SOURCE DATA

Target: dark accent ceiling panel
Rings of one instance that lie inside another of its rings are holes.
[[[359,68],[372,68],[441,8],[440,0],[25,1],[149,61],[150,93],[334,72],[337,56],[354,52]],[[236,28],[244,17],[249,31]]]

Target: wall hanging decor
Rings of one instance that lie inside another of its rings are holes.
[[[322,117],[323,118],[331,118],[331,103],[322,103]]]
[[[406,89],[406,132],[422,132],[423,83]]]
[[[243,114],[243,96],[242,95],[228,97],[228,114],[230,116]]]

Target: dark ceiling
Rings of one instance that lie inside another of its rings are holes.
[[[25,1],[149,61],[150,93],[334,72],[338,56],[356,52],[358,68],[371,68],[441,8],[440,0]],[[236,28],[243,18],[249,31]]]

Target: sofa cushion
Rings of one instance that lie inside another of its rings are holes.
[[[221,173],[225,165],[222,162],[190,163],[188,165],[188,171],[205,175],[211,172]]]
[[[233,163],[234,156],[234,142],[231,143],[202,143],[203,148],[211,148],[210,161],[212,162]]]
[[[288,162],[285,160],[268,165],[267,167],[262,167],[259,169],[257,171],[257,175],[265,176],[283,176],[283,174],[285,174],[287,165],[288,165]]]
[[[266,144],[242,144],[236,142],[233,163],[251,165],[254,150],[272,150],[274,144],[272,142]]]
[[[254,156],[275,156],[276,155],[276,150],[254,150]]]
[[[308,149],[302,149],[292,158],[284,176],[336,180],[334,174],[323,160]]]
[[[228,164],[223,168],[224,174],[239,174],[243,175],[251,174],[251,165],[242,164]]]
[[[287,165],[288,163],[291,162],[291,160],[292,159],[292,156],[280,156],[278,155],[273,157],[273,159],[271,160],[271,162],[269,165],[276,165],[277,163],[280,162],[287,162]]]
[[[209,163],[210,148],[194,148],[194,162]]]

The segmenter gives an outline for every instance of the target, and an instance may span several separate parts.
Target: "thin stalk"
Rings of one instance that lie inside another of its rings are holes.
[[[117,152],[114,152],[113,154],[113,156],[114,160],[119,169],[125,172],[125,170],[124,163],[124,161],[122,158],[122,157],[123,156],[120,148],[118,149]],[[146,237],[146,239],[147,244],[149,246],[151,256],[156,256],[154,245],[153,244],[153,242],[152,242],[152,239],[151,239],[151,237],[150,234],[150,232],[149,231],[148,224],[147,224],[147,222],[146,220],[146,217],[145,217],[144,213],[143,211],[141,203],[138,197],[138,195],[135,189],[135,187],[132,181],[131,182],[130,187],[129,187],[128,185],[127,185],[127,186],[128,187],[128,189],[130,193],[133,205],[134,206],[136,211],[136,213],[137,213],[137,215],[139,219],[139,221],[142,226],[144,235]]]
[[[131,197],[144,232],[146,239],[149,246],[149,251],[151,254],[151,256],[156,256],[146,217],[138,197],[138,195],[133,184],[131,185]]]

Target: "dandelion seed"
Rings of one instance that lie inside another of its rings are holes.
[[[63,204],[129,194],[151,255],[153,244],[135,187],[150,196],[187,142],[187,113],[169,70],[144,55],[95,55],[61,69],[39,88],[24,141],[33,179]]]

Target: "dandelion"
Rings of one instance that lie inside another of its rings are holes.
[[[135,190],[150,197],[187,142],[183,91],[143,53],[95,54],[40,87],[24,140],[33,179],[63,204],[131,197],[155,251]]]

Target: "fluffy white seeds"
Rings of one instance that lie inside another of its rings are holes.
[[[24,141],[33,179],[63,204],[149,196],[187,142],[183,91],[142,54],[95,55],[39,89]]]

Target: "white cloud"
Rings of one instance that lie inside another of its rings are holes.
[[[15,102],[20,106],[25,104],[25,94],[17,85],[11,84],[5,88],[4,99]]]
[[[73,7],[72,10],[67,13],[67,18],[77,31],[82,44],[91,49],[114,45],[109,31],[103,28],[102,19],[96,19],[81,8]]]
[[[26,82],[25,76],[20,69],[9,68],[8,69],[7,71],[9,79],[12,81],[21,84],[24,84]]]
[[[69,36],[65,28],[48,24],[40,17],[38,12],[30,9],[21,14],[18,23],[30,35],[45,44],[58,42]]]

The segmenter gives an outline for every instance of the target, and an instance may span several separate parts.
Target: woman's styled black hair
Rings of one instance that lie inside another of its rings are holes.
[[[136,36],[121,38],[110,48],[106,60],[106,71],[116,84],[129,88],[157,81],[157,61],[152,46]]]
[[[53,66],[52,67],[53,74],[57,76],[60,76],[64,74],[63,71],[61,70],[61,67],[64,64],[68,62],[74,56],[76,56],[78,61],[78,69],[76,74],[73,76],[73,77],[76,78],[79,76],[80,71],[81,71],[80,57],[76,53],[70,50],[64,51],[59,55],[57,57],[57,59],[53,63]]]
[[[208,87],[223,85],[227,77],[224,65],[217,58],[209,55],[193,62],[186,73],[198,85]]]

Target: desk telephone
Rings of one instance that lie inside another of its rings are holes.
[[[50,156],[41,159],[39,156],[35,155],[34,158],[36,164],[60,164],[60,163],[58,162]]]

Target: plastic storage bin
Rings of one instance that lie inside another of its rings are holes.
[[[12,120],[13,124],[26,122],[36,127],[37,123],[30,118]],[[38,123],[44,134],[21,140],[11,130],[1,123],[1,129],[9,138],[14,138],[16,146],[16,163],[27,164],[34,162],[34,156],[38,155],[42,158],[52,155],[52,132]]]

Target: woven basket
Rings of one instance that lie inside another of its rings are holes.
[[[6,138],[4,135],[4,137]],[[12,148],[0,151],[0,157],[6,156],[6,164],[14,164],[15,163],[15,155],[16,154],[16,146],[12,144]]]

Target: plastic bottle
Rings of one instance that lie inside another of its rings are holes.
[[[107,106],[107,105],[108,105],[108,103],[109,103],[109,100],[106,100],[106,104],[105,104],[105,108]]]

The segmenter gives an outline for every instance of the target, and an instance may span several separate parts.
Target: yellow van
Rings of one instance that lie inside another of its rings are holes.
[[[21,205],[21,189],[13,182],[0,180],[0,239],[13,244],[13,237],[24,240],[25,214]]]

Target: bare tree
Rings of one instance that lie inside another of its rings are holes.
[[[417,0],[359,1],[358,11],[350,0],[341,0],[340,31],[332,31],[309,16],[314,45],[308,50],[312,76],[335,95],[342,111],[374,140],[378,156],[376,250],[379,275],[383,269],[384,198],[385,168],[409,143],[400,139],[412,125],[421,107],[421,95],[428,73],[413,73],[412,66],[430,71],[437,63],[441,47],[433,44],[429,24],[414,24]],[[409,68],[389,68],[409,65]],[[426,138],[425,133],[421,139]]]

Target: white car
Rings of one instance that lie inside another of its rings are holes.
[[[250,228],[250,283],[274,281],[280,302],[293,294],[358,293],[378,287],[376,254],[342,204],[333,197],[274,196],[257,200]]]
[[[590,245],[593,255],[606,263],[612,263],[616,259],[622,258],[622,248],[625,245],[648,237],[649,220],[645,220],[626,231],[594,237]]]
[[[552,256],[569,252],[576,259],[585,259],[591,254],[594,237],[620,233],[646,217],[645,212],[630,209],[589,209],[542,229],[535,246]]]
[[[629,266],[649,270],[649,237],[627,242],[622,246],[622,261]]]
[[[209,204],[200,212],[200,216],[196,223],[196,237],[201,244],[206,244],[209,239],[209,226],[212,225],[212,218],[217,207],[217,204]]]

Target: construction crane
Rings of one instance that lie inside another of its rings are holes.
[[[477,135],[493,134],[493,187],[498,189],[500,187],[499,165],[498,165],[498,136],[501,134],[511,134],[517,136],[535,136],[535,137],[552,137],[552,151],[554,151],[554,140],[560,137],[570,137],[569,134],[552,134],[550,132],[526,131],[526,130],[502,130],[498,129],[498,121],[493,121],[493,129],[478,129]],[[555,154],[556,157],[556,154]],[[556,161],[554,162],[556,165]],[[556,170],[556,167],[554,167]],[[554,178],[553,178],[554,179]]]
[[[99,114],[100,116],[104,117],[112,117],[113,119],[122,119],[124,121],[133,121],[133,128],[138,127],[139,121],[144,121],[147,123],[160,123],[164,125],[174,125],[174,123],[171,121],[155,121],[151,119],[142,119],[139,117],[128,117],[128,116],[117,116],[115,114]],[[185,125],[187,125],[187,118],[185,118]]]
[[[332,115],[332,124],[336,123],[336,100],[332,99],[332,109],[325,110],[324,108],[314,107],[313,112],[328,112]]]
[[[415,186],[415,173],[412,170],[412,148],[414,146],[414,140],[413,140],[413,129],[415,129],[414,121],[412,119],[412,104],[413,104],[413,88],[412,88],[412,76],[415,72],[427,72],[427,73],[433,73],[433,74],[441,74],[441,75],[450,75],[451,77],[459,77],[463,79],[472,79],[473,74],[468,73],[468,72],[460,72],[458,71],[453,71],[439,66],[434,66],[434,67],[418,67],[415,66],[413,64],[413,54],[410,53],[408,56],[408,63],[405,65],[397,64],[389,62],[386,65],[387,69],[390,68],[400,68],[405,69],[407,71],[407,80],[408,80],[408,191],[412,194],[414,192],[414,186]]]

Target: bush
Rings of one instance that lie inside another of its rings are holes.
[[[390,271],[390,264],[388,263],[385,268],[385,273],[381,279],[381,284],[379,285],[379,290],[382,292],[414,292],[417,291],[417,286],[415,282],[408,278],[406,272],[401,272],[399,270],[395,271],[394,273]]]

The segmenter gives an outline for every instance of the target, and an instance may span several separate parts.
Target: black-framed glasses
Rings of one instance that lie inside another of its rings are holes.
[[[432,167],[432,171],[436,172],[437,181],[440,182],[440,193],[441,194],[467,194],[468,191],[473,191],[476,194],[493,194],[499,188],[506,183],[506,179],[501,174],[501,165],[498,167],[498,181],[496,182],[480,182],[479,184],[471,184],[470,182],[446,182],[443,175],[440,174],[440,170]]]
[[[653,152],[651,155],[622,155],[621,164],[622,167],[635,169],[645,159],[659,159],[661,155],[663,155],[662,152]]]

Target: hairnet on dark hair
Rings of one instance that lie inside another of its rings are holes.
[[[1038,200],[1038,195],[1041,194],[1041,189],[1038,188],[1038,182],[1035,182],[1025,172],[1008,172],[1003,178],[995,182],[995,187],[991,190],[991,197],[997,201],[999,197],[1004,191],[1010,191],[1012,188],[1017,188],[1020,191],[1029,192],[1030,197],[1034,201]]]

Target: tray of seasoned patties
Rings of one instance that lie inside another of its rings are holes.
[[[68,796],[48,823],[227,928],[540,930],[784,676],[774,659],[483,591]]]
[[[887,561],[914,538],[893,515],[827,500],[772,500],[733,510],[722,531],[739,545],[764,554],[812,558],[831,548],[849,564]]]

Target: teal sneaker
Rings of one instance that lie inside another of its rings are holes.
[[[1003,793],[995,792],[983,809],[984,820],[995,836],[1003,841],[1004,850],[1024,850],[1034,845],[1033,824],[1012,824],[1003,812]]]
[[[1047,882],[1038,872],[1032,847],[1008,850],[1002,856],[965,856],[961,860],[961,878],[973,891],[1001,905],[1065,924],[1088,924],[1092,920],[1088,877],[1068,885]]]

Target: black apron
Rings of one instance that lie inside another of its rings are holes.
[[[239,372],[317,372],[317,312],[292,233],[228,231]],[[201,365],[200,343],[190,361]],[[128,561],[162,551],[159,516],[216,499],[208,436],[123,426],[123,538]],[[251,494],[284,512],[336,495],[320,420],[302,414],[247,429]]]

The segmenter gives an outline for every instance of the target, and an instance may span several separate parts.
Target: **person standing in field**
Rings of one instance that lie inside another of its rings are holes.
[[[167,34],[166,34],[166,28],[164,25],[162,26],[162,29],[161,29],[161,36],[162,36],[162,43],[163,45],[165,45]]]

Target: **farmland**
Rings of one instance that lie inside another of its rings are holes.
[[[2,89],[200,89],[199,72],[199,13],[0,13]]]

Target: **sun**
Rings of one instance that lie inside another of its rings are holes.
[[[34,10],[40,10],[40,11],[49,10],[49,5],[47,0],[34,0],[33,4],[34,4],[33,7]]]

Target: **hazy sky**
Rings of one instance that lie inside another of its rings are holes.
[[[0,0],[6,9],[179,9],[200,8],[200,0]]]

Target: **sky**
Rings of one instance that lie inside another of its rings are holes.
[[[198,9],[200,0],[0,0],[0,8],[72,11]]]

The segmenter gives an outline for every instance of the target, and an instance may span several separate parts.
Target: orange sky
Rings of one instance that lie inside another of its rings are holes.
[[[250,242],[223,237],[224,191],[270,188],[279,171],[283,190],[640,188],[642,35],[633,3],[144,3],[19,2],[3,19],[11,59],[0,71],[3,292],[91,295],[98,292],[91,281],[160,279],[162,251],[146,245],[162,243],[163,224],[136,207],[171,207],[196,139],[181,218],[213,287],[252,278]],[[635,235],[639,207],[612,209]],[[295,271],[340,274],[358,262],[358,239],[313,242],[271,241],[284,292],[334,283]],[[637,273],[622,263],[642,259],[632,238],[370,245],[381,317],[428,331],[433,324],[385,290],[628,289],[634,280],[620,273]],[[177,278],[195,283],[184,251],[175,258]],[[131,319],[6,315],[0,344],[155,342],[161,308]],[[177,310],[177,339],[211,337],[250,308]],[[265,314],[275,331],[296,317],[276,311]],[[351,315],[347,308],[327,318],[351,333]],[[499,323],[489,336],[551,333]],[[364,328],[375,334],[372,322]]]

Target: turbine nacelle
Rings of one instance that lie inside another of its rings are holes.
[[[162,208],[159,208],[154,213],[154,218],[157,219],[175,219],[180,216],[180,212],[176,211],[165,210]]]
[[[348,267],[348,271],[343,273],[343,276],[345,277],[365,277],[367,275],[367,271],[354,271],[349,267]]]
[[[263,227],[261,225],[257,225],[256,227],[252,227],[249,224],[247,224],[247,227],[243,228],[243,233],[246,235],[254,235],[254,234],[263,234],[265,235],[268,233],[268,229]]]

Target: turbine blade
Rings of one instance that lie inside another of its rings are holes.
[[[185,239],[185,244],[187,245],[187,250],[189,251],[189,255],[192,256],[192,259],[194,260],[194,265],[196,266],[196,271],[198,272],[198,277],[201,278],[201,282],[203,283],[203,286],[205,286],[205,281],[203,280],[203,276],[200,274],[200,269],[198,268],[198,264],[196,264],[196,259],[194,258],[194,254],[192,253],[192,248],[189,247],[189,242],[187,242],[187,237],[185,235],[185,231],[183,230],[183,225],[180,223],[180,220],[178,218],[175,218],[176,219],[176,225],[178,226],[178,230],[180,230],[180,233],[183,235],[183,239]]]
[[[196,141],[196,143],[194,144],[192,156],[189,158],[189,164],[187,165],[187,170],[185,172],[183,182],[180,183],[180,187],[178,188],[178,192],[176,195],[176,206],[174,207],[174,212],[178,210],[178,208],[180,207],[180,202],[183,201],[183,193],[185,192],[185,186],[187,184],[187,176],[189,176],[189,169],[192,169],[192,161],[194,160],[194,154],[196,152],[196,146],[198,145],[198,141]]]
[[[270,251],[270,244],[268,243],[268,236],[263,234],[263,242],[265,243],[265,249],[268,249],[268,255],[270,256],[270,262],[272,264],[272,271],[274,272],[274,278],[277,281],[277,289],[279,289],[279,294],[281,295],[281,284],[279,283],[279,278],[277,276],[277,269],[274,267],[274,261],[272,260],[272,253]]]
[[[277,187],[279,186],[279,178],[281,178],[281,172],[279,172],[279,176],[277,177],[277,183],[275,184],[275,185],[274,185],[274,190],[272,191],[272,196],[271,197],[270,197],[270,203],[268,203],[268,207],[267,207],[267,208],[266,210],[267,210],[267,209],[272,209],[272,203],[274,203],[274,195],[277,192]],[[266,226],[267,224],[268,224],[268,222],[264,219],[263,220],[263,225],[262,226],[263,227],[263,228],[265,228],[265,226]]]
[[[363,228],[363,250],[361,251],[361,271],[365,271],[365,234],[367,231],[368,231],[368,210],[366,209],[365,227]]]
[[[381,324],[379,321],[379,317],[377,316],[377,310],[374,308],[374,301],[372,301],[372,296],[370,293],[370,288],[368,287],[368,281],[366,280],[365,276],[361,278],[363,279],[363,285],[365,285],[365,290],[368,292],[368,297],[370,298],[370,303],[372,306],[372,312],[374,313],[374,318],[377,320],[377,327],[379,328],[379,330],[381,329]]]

EXERCISE
Reproduce the part of the listing above that opens with the line containing "Target: wall hanging decor" and closes with the line containing "[[[243,114],[243,96],[242,95],[228,97],[228,114],[230,116]]]", including both of those lines. Write out only those lines, unchanged.

SOLUTION TO THE PROBLEM
Target: wall hanging decor
Rings of one instance that lie inside another of its rings are holes.
[[[322,117],[323,118],[331,118],[331,103],[322,103]]]
[[[406,89],[406,132],[422,132],[423,83]]]
[[[243,114],[243,96],[242,95],[228,97],[228,114],[230,116]]]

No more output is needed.